▸ **Problem to work on**: Copy out every one of the entries below character for character, changing nothing.

▸ **Records for processing**:
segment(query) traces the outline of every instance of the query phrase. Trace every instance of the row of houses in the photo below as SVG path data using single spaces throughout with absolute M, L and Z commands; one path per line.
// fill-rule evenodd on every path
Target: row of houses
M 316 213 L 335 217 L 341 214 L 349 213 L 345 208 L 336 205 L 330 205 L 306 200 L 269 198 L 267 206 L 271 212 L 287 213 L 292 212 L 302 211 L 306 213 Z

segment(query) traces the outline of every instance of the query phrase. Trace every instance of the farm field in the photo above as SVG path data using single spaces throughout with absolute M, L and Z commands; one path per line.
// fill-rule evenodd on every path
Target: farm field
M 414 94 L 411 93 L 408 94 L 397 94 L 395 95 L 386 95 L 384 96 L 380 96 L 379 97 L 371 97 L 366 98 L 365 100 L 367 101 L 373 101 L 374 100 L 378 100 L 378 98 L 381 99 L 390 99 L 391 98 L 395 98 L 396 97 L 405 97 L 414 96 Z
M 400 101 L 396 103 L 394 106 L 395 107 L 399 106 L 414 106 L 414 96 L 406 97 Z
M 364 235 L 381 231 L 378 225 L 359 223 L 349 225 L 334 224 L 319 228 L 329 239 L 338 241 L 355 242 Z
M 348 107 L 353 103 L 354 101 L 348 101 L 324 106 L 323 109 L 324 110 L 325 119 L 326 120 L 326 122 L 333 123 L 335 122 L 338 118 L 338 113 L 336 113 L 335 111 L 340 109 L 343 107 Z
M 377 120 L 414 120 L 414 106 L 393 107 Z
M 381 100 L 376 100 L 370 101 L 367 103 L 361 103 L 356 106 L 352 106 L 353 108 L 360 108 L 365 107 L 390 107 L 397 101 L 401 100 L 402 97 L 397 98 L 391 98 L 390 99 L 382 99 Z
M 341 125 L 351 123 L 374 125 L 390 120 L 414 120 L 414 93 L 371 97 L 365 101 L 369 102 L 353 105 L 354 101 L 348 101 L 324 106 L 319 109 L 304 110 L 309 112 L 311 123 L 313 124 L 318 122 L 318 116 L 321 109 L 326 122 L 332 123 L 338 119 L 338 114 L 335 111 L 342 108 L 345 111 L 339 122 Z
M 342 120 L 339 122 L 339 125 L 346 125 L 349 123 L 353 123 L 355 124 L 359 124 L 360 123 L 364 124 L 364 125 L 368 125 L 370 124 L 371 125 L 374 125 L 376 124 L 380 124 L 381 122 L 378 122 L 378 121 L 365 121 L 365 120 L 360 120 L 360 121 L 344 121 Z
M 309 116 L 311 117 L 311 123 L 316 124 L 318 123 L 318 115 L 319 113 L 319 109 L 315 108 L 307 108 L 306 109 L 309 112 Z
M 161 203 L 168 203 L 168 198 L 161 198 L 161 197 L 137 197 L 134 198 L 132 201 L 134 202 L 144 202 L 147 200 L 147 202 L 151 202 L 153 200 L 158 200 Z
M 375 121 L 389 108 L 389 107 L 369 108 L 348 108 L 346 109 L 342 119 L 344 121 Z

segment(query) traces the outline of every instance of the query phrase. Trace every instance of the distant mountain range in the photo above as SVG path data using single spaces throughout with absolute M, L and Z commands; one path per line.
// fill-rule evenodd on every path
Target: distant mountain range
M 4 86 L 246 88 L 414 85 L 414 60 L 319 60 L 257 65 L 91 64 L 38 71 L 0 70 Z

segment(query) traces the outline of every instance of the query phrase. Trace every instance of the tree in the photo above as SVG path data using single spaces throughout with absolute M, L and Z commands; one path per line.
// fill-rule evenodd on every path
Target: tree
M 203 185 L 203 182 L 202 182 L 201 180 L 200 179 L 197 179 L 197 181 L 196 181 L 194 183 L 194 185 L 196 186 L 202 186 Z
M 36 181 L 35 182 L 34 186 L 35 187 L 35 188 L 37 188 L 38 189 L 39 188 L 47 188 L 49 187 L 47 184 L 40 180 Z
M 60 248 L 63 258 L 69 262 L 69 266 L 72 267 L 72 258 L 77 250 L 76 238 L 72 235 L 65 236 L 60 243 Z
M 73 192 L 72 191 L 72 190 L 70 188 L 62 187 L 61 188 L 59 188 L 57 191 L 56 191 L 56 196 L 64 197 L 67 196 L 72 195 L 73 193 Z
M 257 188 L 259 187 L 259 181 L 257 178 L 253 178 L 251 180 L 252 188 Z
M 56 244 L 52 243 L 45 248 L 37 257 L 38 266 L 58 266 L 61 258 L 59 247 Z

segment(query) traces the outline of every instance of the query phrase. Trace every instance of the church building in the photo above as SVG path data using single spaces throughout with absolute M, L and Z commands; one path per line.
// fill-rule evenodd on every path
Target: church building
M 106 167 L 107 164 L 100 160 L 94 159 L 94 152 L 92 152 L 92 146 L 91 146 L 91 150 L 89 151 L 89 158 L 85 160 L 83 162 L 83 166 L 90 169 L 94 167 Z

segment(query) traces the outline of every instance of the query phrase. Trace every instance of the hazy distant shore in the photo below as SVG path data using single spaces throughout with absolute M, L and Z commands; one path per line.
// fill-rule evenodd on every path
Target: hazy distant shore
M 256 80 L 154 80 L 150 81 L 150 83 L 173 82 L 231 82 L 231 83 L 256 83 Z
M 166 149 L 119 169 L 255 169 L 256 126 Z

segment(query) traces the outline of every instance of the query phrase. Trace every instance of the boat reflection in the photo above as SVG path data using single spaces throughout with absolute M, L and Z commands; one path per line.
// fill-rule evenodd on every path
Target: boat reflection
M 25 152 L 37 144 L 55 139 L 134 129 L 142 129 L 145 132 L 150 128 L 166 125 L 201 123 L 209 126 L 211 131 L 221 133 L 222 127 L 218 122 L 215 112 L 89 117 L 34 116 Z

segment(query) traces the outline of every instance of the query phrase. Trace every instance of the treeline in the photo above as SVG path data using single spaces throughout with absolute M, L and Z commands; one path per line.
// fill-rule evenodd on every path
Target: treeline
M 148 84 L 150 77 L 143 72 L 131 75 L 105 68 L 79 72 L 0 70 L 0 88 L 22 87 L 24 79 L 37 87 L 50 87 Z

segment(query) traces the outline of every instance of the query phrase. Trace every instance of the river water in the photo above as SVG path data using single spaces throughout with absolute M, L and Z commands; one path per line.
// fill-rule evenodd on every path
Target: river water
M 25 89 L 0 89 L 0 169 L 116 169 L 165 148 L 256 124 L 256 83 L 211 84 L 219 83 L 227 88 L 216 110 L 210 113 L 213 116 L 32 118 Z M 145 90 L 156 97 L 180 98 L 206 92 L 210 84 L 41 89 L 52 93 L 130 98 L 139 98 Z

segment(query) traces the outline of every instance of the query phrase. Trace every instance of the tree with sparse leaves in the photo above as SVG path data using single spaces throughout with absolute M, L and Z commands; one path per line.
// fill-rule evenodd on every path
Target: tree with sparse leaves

▸ **Written reply**:
segment(query) traces the outline of every instance of the query phrase. Trace every instance of the row of houses in the photo below as SVG path data using single spaces throughout with absolute M, L and Z commands; one path per line.
// fill-rule evenodd on every path
Target: row of houses
M 316 213 L 335 217 L 341 214 L 349 213 L 345 208 L 336 205 L 330 205 L 306 200 L 269 198 L 267 206 L 271 212 L 287 213 L 292 212 L 302 211 L 306 213 Z

segment(query) traces the outline of every instance of the query phrase. Trace every instance of the farm field in the photo above as SVG path data using single spaces throughout with absolute M, L and Z commands; one path per line.
// fill-rule evenodd on every path
Target: farm field
M 414 94 L 411 93 L 408 94 L 397 94 L 395 95 L 386 95 L 384 96 L 380 96 L 379 97 L 371 97 L 366 98 L 365 100 L 367 101 L 373 101 L 374 100 L 378 100 L 378 98 L 381 99 L 390 99 L 391 98 L 395 98 L 396 97 L 405 97 L 414 96 Z
M 400 101 L 396 103 L 394 106 L 395 107 L 399 106 L 414 106 L 414 96 L 406 97 Z
M 364 235 L 381 231 L 378 225 L 359 223 L 349 225 L 334 224 L 319 228 L 329 239 L 338 241 L 355 242 Z
M 348 107 L 353 103 L 354 101 L 348 101 L 324 106 L 323 109 L 324 110 L 325 119 L 326 120 L 326 122 L 333 123 L 335 122 L 338 118 L 338 113 L 336 113 L 335 111 L 340 109 L 343 107 Z
M 377 120 L 414 120 L 414 106 L 393 107 Z
M 381 100 L 376 100 L 370 101 L 367 103 L 361 103 L 356 106 L 352 106 L 353 108 L 360 108 L 365 107 L 390 107 L 397 101 L 401 100 L 402 97 L 397 98 L 391 98 L 390 99 L 382 99 Z
M 341 125 L 351 123 L 374 125 L 390 120 L 414 120 L 414 93 L 371 97 L 365 101 L 369 102 L 353 105 L 354 101 L 348 101 L 324 106 L 319 109 L 304 110 L 309 112 L 311 123 L 313 124 L 318 122 L 318 116 L 321 109 L 326 122 L 332 123 L 338 119 L 338 114 L 335 111 L 342 108 L 345 111 L 339 122 Z
M 342 120 L 339 122 L 339 125 L 346 125 L 349 123 L 353 123 L 355 124 L 359 124 L 360 123 L 364 124 L 364 125 L 368 125 L 370 124 L 371 125 L 374 125 L 376 124 L 380 124 L 381 122 L 378 122 L 378 121 L 365 121 L 365 120 L 360 120 L 360 121 L 344 121 Z
M 309 116 L 311 117 L 311 123 L 316 124 L 318 123 L 318 115 L 319 113 L 319 109 L 315 108 L 307 108 L 306 109 L 309 112 Z
M 161 203 L 168 203 L 168 198 L 161 198 L 161 197 L 137 197 L 134 198 L 132 201 L 134 202 L 144 202 L 147 200 L 147 202 L 151 202 L 153 200 L 158 200 Z
M 375 121 L 389 108 L 389 107 L 369 108 L 348 108 L 346 109 L 342 119 L 344 121 Z

segment(query) traces the outline of every instance of the query phrase. Trace every instance of the distant mountain range in the photo above as SVG path data using single spaces throughout with absolute M, L and Z commands; one path per line.
// fill-rule evenodd on every path
Target: distant mountain range
M 4 86 L 246 88 L 414 85 L 414 60 L 319 60 L 257 65 L 91 64 L 38 71 L 0 70 Z

segment(query) traces the outline of every instance of the query phrase. Trace every instance of the tree in the photo above as SVG path data using single spaces throughout with absolute M, L and Z commands; one path per line.
// fill-rule evenodd on every path
Target: tree
M 203 185 L 203 182 L 202 182 L 201 180 L 200 179 L 197 179 L 197 181 L 196 181 L 194 183 L 194 185 L 196 186 L 202 186 Z
M 36 181 L 35 182 L 34 186 L 35 187 L 35 188 L 37 188 L 38 189 L 39 188 L 47 188 L 49 187 L 47 184 L 40 180 Z
M 60 248 L 63 258 L 69 262 L 69 266 L 72 267 L 72 258 L 77 250 L 76 238 L 72 235 L 65 236 L 60 243 Z
M 73 192 L 72 191 L 72 190 L 70 188 L 62 187 L 61 188 L 59 188 L 57 191 L 56 191 L 56 196 L 64 197 L 67 196 L 72 195 L 73 193 Z
M 257 188 L 259 187 L 259 181 L 257 178 L 253 178 L 251 180 L 252 188 Z
M 56 244 L 52 243 L 45 248 L 37 257 L 38 266 L 58 266 L 61 258 L 59 247 Z

segment(query) traces the outline of every instance of the query phrase. Trace every instance of the church building in the photo above as SVG path data using single spaces throughout with absolute M, L and Z commands; one path per line.
// fill-rule evenodd on every path
Target: church building
M 106 167 L 107 164 L 100 160 L 94 159 L 94 152 L 92 152 L 92 146 L 91 146 L 91 150 L 89 151 L 89 158 L 85 160 L 83 162 L 83 166 L 90 169 L 94 167 Z

segment(query) traces the outline of every instance of the query phrase. Trace every instance of the hazy distant shore in the photo below as SVG path data using single spaces throughout with absolute M, L and Z commands; one path per line.
// fill-rule evenodd on every path
Target: hazy distant shore
M 256 80 L 154 80 L 150 81 L 150 83 L 173 82 L 231 82 L 231 83 L 256 83 Z
M 166 149 L 119 169 L 255 169 L 256 126 Z

segment(query) traces the outline of every instance of the query phrase. Trace every instance of the boat reflection in the photo above as SVG path data using single spaces throughout with absolute M, L and Z commands; one path per line.
// fill-rule evenodd on every path
Target: boat reflection
M 25 152 L 37 144 L 55 139 L 134 129 L 142 129 L 145 132 L 150 128 L 166 125 L 201 123 L 209 126 L 211 131 L 221 133 L 222 127 L 218 122 L 215 112 L 89 117 L 34 116 Z

segment(query) traces the outline of every instance of the query phrase. Trace every instance of the treeline in the photo above as SVG path data using single spaces throughout with absolute M, L and Z commands; one path per line.
// fill-rule evenodd on every path
Target: treeline
M 148 84 L 150 77 L 143 72 L 131 75 L 105 68 L 79 72 L 0 70 L 0 88 L 22 87 L 24 79 L 37 87 L 50 87 Z

segment(query) traces the outline of every instance of the query phrase. Trace every instance of the river water in the photo above as SVG path data using single spaces throughout with absolute M, L and Z commands; one path per line.
// fill-rule evenodd on every path
Target: river water
M 25 89 L 0 89 L 0 169 L 116 169 L 165 148 L 256 124 L 256 83 L 211 84 L 219 83 L 227 88 L 216 110 L 210 113 L 213 116 L 32 118 Z M 145 90 L 156 97 L 180 98 L 206 92 L 210 84 L 41 89 L 52 93 L 130 98 L 139 98 Z

segment(query) traces the outline of every instance of the query phrase. Trace every instance of the tree with sparse leaves in the photo above as SVG path data using single spaces throughout with absolute M, L and Z commands; one path per line.
// fill-rule evenodd on every path
Target: tree with sparse leaves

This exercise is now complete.